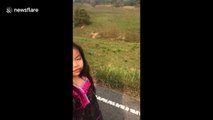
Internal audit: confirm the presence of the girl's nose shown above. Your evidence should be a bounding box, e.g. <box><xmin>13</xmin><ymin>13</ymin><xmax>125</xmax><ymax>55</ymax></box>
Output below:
<box><xmin>73</xmin><ymin>60</ymin><xmax>78</xmax><ymax>67</ymax></box>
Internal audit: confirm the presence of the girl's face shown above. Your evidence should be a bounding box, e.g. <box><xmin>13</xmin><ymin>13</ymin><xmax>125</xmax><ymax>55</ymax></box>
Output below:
<box><xmin>72</xmin><ymin>48</ymin><xmax>84</xmax><ymax>77</ymax></box>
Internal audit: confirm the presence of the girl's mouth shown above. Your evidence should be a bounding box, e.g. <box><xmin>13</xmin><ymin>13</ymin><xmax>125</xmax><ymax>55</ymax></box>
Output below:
<box><xmin>73</xmin><ymin>68</ymin><xmax>81</xmax><ymax>72</ymax></box>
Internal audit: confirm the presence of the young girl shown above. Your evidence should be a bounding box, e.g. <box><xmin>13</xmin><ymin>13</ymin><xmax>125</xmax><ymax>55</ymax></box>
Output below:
<box><xmin>72</xmin><ymin>43</ymin><xmax>103</xmax><ymax>120</ymax></box>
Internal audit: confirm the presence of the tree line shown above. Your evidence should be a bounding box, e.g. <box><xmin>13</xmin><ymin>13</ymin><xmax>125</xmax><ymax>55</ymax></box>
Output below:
<box><xmin>73</xmin><ymin>0</ymin><xmax>140</xmax><ymax>7</ymax></box>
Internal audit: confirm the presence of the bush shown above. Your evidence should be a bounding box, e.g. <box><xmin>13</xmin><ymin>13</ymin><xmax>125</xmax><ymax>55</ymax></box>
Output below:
<box><xmin>74</xmin><ymin>8</ymin><xmax>91</xmax><ymax>27</ymax></box>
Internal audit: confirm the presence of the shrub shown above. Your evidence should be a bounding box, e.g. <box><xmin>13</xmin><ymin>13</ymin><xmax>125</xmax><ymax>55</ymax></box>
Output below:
<box><xmin>74</xmin><ymin>8</ymin><xmax>91</xmax><ymax>27</ymax></box>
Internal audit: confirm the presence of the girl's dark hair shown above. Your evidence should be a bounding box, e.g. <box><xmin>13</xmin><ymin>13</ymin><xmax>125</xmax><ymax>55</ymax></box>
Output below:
<box><xmin>73</xmin><ymin>42</ymin><xmax>95</xmax><ymax>92</ymax></box>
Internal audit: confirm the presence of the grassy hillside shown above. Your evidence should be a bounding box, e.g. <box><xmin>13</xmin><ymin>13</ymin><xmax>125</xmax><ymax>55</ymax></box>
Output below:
<box><xmin>73</xmin><ymin>5</ymin><xmax>140</xmax><ymax>96</ymax></box>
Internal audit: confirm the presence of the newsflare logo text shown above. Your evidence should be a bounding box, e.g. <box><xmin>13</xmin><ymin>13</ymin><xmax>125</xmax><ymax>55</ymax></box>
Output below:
<box><xmin>6</xmin><ymin>7</ymin><xmax>39</xmax><ymax>13</ymax></box>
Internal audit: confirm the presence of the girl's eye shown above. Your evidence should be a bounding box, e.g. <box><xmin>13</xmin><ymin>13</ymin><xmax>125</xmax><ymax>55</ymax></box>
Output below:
<box><xmin>76</xmin><ymin>58</ymin><xmax>81</xmax><ymax>60</ymax></box>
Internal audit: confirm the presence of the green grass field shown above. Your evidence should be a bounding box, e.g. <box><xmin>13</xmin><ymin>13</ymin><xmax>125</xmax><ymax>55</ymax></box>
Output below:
<box><xmin>73</xmin><ymin>5</ymin><xmax>140</xmax><ymax>96</ymax></box>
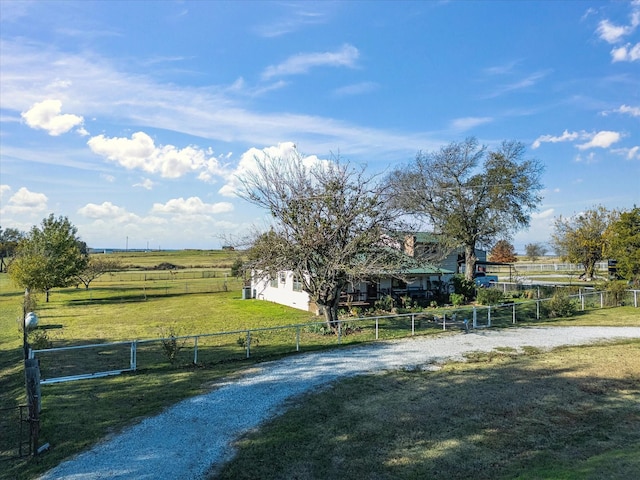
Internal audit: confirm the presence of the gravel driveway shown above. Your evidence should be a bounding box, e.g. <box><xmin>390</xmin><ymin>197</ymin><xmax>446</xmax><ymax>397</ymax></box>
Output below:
<box><xmin>40</xmin><ymin>327</ymin><xmax>640</xmax><ymax>480</ymax></box>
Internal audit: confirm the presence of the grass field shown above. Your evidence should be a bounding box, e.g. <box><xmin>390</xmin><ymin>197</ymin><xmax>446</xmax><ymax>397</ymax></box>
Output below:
<box><xmin>0</xmin><ymin>251</ymin><xmax>638</xmax><ymax>479</ymax></box>
<box><xmin>212</xmin><ymin>341</ymin><xmax>640</xmax><ymax>480</ymax></box>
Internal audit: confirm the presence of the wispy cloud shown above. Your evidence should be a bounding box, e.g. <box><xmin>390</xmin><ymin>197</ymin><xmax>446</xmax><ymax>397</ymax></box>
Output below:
<box><xmin>0</xmin><ymin>40</ymin><xmax>440</xmax><ymax>163</ymax></box>
<box><xmin>253</xmin><ymin>2</ymin><xmax>330</xmax><ymax>38</ymax></box>
<box><xmin>451</xmin><ymin>117</ymin><xmax>493</xmax><ymax>131</ymax></box>
<box><xmin>596</xmin><ymin>0</ymin><xmax>640</xmax><ymax>63</ymax></box>
<box><xmin>531</xmin><ymin>130</ymin><xmax>622</xmax><ymax>150</ymax></box>
<box><xmin>262</xmin><ymin>44</ymin><xmax>360</xmax><ymax>80</ymax></box>
<box><xmin>601</xmin><ymin>105</ymin><xmax>640</xmax><ymax>117</ymax></box>
<box><xmin>333</xmin><ymin>82</ymin><xmax>379</xmax><ymax>97</ymax></box>
<box><xmin>485</xmin><ymin>70</ymin><xmax>551</xmax><ymax>98</ymax></box>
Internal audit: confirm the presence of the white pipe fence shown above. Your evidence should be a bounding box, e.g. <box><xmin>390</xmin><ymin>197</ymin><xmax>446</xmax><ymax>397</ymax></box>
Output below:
<box><xmin>29</xmin><ymin>290</ymin><xmax>640</xmax><ymax>384</ymax></box>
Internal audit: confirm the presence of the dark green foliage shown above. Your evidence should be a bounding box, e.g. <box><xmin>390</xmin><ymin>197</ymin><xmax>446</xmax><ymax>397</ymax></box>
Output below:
<box><xmin>449</xmin><ymin>293</ymin><xmax>465</xmax><ymax>307</ymax></box>
<box><xmin>476</xmin><ymin>288</ymin><xmax>504</xmax><ymax>305</ymax></box>
<box><xmin>543</xmin><ymin>291</ymin><xmax>578</xmax><ymax>318</ymax></box>
<box><xmin>451</xmin><ymin>274</ymin><xmax>476</xmax><ymax>301</ymax></box>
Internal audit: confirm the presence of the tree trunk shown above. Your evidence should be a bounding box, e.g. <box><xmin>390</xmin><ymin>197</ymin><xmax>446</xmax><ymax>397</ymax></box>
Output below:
<box><xmin>464</xmin><ymin>245</ymin><xmax>478</xmax><ymax>281</ymax></box>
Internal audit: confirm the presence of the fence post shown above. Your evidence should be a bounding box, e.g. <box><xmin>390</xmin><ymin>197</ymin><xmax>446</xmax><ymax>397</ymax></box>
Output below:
<box><xmin>129</xmin><ymin>340</ymin><xmax>138</xmax><ymax>372</ymax></box>
<box><xmin>193</xmin><ymin>336</ymin><xmax>198</xmax><ymax>365</ymax></box>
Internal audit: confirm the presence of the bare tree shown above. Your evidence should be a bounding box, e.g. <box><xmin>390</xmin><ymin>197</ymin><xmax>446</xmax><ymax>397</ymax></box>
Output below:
<box><xmin>524</xmin><ymin>243</ymin><xmax>547</xmax><ymax>262</ymax></box>
<box><xmin>76</xmin><ymin>255</ymin><xmax>122</xmax><ymax>290</ymax></box>
<box><xmin>389</xmin><ymin>138</ymin><xmax>542</xmax><ymax>280</ymax></box>
<box><xmin>551</xmin><ymin>205</ymin><xmax>619</xmax><ymax>281</ymax></box>
<box><xmin>239</xmin><ymin>153</ymin><xmax>412</xmax><ymax>328</ymax></box>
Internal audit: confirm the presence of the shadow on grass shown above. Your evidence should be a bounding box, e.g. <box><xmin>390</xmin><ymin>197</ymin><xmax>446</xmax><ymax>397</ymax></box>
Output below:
<box><xmin>213</xmin><ymin>342</ymin><xmax>640</xmax><ymax>480</ymax></box>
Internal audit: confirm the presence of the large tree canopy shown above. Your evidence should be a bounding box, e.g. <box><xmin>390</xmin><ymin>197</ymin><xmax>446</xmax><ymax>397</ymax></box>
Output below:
<box><xmin>606</xmin><ymin>207</ymin><xmax>640</xmax><ymax>285</ymax></box>
<box><xmin>0</xmin><ymin>227</ymin><xmax>24</xmax><ymax>272</ymax></box>
<box><xmin>489</xmin><ymin>240</ymin><xmax>518</xmax><ymax>263</ymax></box>
<box><xmin>551</xmin><ymin>206</ymin><xmax>618</xmax><ymax>280</ymax></box>
<box><xmin>389</xmin><ymin>138</ymin><xmax>543</xmax><ymax>280</ymax></box>
<box><xmin>239</xmin><ymin>154</ymin><xmax>409</xmax><ymax>327</ymax></box>
<box><xmin>8</xmin><ymin>214</ymin><xmax>88</xmax><ymax>301</ymax></box>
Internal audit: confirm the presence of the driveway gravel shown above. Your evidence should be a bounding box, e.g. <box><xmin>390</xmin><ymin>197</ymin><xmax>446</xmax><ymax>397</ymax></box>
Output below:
<box><xmin>40</xmin><ymin>327</ymin><xmax>640</xmax><ymax>480</ymax></box>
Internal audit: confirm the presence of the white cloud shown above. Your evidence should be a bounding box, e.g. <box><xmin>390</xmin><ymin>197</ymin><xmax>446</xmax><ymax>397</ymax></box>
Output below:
<box><xmin>611</xmin><ymin>42</ymin><xmax>640</xmax><ymax>62</ymax></box>
<box><xmin>531</xmin><ymin>130</ymin><xmax>581</xmax><ymax>149</ymax></box>
<box><xmin>531</xmin><ymin>130</ymin><xmax>622</xmax><ymax>150</ymax></box>
<box><xmin>151</xmin><ymin>197</ymin><xmax>233</xmax><ymax>215</ymax></box>
<box><xmin>87</xmin><ymin>132</ymin><xmax>221</xmax><ymax>178</ymax></box>
<box><xmin>0</xmin><ymin>39</ymin><xmax>441</xmax><ymax>158</ymax></box>
<box><xmin>576</xmin><ymin>130</ymin><xmax>622</xmax><ymax>150</ymax></box>
<box><xmin>451</xmin><ymin>117</ymin><xmax>493</xmax><ymax>131</ymax></box>
<box><xmin>218</xmin><ymin>142</ymin><xmax>327</xmax><ymax>197</ymax></box>
<box><xmin>596</xmin><ymin>20</ymin><xmax>635</xmax><ymax>44</ymax></box>
<box><xmin>611</xmin><ymin>146</ymin><xmax>640</xmax><ymax>160</ymax></box>
<box><xmin>22</xmin><ymin>100</ymin><xmax>87</xmax><ymax>136</ymax></box>
<box><xmin>575</xmin><ymin>152</ymin><xmax>597</xmax><ymax>165</ymax></box>
<box><xmin>133</xmin><ymin>178</ymin><xmax>155</xmax><ymax>190</ymax></box>
<box><xmin>262</xmin><ymin>44</ymin><xmax>360</xmax><ymax>80</ymax></box>
<box><xmin>0</xmin><ymin>185</ymin><xmax>49</xmax><ymax>215</ymax></box>
<box><xmin>78</xmin><ymin>202</ymin><xmax>137</xmax><ymax>220</ymax></box>
<box><xmin>602</xmin><ymin>105</ymin><xmax>640</xmax><ymax>117</ymax></box>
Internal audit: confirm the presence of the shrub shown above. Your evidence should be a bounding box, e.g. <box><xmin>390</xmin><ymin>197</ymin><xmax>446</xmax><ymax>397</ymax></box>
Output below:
<box><xmin>160</xmin><ymin>325</ymin><xmax>187</xmax><ymax>365</ymax></box>
<box><xmin>544</xmin><ymin>292</ymin><xmax>578</xmax><ymax>318</ymax></box>
<box><xmin>476</xmin><ymin>288</ymin><xmax>504</xmax><ymax>305</ymax></box>
<box><xmin>374</xmin><ymin>295</ymin><xmax>395</xmax><ymax>312</ymax></box>
<box><xmin>449</xmin><ymin>293</ymin><xmax>465</xmax><ymax>307</ymax></box>
<box><xmin>602</xmin><ymin>280</ymin><xmax>627</xmax><ymax>307</ymax></box>
<box><xmin>28</xmin><ymin>329</ymin><xmax>53</xmax><ymax>350</ymax></box>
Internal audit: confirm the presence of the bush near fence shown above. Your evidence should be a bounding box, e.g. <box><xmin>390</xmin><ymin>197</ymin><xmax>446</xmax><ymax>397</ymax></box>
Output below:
<box><xmin>31</xmin><ymin>290</ymin><xmax>640</xmax><ymax>384</ymax></box>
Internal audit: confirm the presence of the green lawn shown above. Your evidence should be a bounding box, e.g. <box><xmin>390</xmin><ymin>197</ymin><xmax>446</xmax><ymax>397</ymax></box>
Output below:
<box><xmin>211</xmin><ymin>341</ymin><xmax>640</xmax><ymax>480</ymax></box>
<box><xmin>0</xmin><ymin>251</ymin><xmax>639</xmax><ymax>479</ymax></box>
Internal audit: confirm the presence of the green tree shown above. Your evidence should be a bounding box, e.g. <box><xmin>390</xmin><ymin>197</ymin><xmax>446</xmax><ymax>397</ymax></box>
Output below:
<box><xmin>551</xmin><ymin>205</ymin><xmax>618</xmax><ymax>280</ymax></box>
<box><xmin>239</xmin><ymin>154</ymin><xmax>412</xmax><ymax>329</ymax></box>
<box><xmin>606</xmin><ymin>207</ymin><xmax>640</xmax><ymax>285</ymax></box>
<box><xmin>0</xmin><ymin>227</ymin><xmax>24</xmax><ymax>272</ymax></box>
<box><xmin>489</xmin><ymin>240</ymin><xmax>518</xmax><ymax>263</ymax></box>
<box><xmin>524</xmin><ymin>243</ymin><xmax>547</xmax><ymax>262</ymax></box>
<box><xmin>8</xmin><ymin>214</ymin><xmax>88</xmax><ymax>302</ymax></box>
<box><xmin>389</xmin><ymin>138</ymin><xmax>543</xmax><ymax>280</ymax></box>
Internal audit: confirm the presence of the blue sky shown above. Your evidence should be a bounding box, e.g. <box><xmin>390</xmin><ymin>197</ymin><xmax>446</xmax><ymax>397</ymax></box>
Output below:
<box><xmin>0</xmin><ymin>0</ymin><xmax>640</xmax><ymax>252</ymax></box>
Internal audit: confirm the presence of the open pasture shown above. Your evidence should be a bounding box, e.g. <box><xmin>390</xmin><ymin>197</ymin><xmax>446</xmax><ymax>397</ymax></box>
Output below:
<box><xmin>0</xmin><ymin>252</ymin><xmax>638</xmax><ymax>479</ymax></box>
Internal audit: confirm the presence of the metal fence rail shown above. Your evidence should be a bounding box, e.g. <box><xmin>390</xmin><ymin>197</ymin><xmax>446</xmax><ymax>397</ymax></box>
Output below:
<box><xmin>30</xmin><ymin>290</ymin><xmax>640</xmax><ymax>384</ymax></box>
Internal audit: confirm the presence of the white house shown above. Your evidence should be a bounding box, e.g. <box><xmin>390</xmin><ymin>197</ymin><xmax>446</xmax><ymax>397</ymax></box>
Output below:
<box><xmin>251</xmin><ymin>233</ymin><xmax>487</xmax><ymax>314</ymax></box>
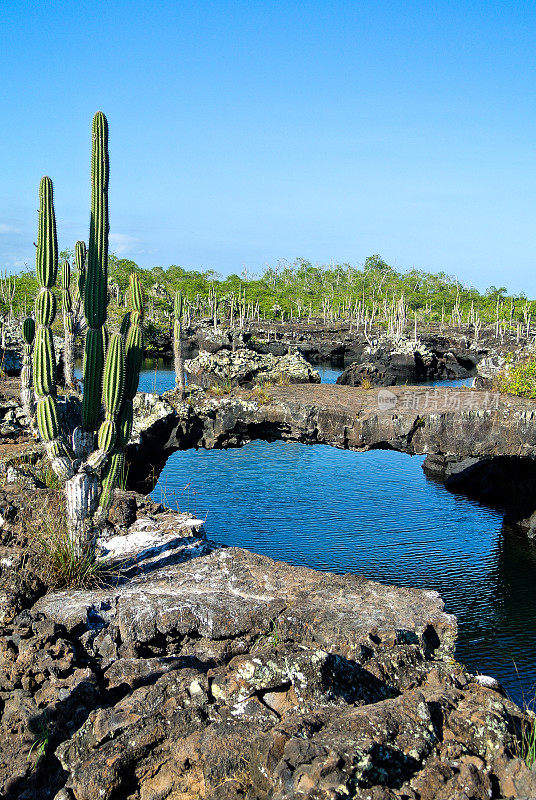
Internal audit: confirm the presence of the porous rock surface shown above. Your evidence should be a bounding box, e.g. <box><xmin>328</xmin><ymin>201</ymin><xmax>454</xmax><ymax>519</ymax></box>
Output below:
<box><xmin>0</xmin><ymin>494</ymin><xmax>536</xmax><ymax>800</ymax></box>
<box><xmin>185</xmin><ymin>347</ymin><xmax>320</xmax><ymax>388</ymax></box>
<box><xmin>337</xmin><ymin>336</ymin><xmax>478</xmax><ymax>386</ymax></box>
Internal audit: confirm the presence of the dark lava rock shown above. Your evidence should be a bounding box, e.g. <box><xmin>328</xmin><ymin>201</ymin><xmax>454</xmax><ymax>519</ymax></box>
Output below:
<box><xmin>0</xmin><ymin>512</ymin><xmax>536</xmax><ymax>800</ymax></box>
<box><xmin>337</xmin><ymin>337</ymin><xmax>476</xmax><ymax>386</ymax></box>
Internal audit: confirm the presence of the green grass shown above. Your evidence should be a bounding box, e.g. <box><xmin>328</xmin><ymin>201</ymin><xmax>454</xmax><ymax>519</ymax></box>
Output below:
<box><xmin>26</xmin><ymin>493</ymin><xmax>108</xmax><ymax>589</ymax></box>
<box><xmin>26</xmin><ymin>723</ymin><xmax>52</xmax><ymax>765</ymax></box>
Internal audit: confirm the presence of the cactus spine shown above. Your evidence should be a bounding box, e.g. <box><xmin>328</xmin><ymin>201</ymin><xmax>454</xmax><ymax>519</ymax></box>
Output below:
<box><xmin>82</xmin><ymin>111</ymin><xmax>109</xmax><ymax>432</ymax></box>
<box><xmin>20</xmin><ymin>317</ymin><xmax>35</xmax><ymax>423</ymax></box>
<box><xmin>30</xmin><ymin>177</ymin><xmax>69</xmax><ymax>477</ymax></box>
<box><xmin>173</xmin><ymin>292</ymin><xmax>186</xmax><ymax>400</ymax></box>
<box><xmin>60</xmin><ymin>259</ymin><xmax>75</xmax><ymax>389</ymax></box>
<box><xmin>21</xmin><ymin>112</ymin><xmax>143</xmax><ymax>554</ymax></box>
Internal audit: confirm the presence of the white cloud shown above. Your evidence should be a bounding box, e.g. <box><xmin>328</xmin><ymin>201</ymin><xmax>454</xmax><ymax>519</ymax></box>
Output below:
<box><xmin>110</xmin><ymin>233</ymin><xmax>143</xmax><ymax>256</ymax></box>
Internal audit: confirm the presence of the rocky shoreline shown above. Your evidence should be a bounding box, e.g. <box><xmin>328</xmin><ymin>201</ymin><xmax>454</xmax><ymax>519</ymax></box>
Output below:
<box><xmin>0</xmin><ymin>487</ymin><xmax>536</xmax><ymax>800</ymax></box>
<box><xmin>0</xmin><ymin>322</ymin><xmax>536</xmax><ymax>800</ymax></box>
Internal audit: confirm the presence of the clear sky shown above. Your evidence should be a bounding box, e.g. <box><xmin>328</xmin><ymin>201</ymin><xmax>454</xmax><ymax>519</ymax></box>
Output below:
<box><xmin>0</xmin><ymin>0</ymin><xmax>536</xmax><ymax>296</ymax></box>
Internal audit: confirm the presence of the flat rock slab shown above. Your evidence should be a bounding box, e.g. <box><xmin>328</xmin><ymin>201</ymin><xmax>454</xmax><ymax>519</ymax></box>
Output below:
<box><xmin>35</xmin><ymin>539</ymin><xmax>456</xmax><ymax>658</ymax></box>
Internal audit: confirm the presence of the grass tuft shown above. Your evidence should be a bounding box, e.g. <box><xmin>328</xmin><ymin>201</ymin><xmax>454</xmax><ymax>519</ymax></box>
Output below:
<box><xmin>26</xmin><ymin>493</ymin><xmax>108</xmax><ymax>589</ymax></box>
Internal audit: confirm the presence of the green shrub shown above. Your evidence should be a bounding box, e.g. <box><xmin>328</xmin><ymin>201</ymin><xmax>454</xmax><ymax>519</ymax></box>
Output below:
<box><xmin>495</xmin><ymin>357</ymin><xmax>536</xmax><ymax>398</ymax></box>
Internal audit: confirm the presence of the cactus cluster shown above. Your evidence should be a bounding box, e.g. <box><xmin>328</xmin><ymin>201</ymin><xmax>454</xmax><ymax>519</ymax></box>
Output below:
<box><xmin>21</xmin><ymin>112</ymin><xmax>143</xmax><ymax>550</ymax></box>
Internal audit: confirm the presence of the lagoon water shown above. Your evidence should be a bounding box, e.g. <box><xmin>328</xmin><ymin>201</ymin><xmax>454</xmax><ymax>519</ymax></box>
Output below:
<box><xmin>104</xmin><ymin>362</ymin><xmax>536</xmax><ymax>702</ymax></box>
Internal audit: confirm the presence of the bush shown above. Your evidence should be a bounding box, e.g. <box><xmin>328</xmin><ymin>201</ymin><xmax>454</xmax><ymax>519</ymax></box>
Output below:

EXERCISE ->
Can you give the lines running from the one containing "Internal audit: confirm the presence of the lagoon" through the end of the records as a numbered list, leaving out any blank lines?

RIGHT ANSWER ->
1. Internal audit: confirm the presence of the lagoon water shown above. Your evidence should be a bounding box, e.g. <box><xmin>328</xmin><ymin>201</ymin><xmax>454</xmax><ymax>519</ymax></box>
2. Output below:
3. <box><xmin>104</xmin><ymin>362</ymin><xmax>536</xmax><ymax>702</ymax></box>
4. Internal audit: confirm the presence of the bush shown above. Your evidence should be a bounding box, e.g. <box><xmin>328</xmin><ymin>201</ymin><xmax>454</xmax><ymax>519</ymax></box>
5. Output below:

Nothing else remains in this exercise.